▶ [What to work on]:
A – In the forum post below about a German vocabulary course, list every English word or phrase that heads an entry in its numbered word list.
B – Rewrite the forum post below from "[Course Forum] 5000" up to and including "if you know.", putting "still updated" in place of "actively maintained".

▶ [Text provided]:
* Begin *

[Course Forum] 5000 words sorted by frequency (strict typing)

Back when every course had its own, this course had a very active forum. I recently reset the course and started back from the beginning, and thought it would be nice to start a discussion forum as well.

I’m not sure if the course is being actively maintained at this time – the old forum was the way to communicate with the maintainer(s). Please chime in if you know.

I’ve started to compile a list of the numbered questions – such as “to begin (1)” , “to begin (2)” which always trip me up because I don’t recall the arbitrary numbering. Some of the multiple answer questions have hints showing which answer it is not, but this was not done with them all.

I will add to this list as I progress – the number following the German word is the course level where the word appears. I believe the words appear out of order because the initial numbering comes from the original 5000 words list which was sorted alphabetically, not by frequency.

why
(1) warum (2)
(3) wieso (4)

never
(1) nie (2)

the mom
(1) die Mama, -s (7)

the party
(2) die Party, -s (10)

indeed
(2) zwar (10)

to happen
(1) geschehen (10)
(2) passieren (11)

at least
(2) wenigstens (11)

* End *

▶ [Data supplied]:
* Begin *

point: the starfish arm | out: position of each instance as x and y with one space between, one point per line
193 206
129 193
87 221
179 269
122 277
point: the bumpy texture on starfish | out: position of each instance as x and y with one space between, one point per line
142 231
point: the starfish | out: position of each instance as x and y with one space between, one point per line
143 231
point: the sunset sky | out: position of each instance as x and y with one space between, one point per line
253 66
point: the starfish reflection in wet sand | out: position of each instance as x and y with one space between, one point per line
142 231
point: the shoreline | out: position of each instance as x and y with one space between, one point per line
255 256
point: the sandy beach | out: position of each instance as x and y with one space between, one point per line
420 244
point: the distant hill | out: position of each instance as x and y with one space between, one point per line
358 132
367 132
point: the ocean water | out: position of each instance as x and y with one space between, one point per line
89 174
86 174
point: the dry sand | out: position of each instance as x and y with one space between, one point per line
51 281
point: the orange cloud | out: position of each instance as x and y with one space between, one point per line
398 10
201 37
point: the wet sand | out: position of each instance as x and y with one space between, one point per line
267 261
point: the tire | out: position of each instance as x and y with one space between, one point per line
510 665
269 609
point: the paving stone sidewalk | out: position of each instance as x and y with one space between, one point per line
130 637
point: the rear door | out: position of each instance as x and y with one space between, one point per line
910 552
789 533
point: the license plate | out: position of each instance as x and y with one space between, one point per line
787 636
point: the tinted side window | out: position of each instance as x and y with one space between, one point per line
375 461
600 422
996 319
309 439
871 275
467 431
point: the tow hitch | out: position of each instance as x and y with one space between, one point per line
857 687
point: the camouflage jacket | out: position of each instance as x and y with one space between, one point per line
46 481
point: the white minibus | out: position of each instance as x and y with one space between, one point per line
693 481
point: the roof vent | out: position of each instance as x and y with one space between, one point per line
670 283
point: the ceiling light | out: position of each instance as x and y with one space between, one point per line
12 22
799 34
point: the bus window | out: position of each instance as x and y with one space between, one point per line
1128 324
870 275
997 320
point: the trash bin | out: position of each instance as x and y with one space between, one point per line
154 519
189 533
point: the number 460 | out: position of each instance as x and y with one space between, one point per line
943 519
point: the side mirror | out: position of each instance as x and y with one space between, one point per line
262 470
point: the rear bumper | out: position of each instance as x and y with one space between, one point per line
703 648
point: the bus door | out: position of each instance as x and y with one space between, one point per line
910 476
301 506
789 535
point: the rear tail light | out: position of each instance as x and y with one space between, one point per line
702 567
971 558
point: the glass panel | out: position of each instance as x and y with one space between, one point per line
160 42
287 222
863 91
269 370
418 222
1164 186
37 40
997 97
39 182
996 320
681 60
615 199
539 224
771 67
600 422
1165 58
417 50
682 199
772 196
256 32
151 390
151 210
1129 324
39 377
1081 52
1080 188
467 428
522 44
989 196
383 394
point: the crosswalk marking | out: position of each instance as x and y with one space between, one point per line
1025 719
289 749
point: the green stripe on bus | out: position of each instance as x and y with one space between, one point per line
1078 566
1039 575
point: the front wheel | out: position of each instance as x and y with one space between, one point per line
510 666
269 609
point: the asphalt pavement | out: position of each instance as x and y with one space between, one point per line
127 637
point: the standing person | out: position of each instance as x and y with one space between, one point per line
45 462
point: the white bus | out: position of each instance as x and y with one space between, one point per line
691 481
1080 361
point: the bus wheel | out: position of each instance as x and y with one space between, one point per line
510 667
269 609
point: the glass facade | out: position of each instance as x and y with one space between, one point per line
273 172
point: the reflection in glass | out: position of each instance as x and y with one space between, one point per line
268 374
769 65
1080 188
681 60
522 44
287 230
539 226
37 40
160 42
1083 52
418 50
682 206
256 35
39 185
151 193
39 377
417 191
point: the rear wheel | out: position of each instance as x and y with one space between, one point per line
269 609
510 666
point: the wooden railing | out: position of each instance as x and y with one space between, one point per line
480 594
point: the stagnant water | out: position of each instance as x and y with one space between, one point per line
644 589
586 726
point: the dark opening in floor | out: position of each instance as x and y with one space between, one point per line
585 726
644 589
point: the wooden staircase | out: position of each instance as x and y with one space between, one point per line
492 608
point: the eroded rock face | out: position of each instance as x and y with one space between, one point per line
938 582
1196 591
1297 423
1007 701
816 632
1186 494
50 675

* End *

▶ [Answers for this exercise]:
A – why, never, the mom, the party, indeed, to happen, at least

B –
[Course Forum] 5000 words sorted by frequency (strict typing)

Back when every course had its own, this course had a very active forum. I recently reset the course and started back from the beginning, and thought it would be nice to start a discussion forum as well.

I’m not sure if the course is being still updated at this time – the old forum was the way to communicate with the maintainer(s). Please chime in if you know.